Rewrite all of the items below, swapping "in this photo" for "in the image" everywhere it appears and keeping everything else the same. Leave the pictures out.

>> begin

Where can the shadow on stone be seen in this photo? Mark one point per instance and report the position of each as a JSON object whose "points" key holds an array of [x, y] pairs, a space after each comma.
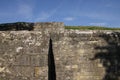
{"points": [[111, 58], [51, 63], [16, 26]]}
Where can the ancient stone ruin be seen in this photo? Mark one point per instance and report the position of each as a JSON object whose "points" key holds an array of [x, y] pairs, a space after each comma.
{"points": [[47, 51]]}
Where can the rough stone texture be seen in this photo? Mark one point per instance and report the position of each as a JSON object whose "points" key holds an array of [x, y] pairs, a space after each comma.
{"points": [[79, 55]]}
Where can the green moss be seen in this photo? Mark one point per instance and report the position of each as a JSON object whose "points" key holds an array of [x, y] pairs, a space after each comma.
{"points": [[90, 28]]}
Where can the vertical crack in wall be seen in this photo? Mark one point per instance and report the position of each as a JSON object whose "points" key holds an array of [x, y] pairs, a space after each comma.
{"points": [[51, 63]]}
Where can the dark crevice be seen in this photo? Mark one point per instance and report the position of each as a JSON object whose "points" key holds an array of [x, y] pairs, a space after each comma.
{"points": [[51, 63]]}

>> end

_CORRECT OUTPUT_.
Where can the shadow on stone be seen in the image? Mark one point per instance and report the position of each as a JSON object whose "points" key holds an array of [x, y] pairs, a space after each comma.
{"points": [[111, 58], [51, 63], [16, 26]]}
Where can the ancient stone ruin be seen in the image? Mark one point per instance and report the position of each as a JSON object whose "points" key holds an array of [x, y] pairs, a space after each comma.
{"points": [[47, 51]]}
Where can the rough stone texture be seen in the image? Mark one point per instance and report the position of each as a JSON object whose "points" key holds an array of [x, y] pairs, a space after each comma.
{"points": [[79, 55]]}
Where can the green moss be seen in the image? Mark one point per instance and report the position of each as a JSON object whose "points" key holds an array of [x, y] pairs, a space after each comma.
{"points": [[90, 28]]}
Where can the vertical crack in wall be seen in the image? Mark one point per instance and report the position of each as a JSON object whose "points" key holds an array of [x, y] pairs, a space after each comma.
{"points": [[51, 63]]}
Where can the dark crevice be seen in the image? Mark one point per instance and report the position of each as a JSON object whose "points" key holds an array of [x, y] pairs, a space after each comma.
{"points": [[51, 63]]}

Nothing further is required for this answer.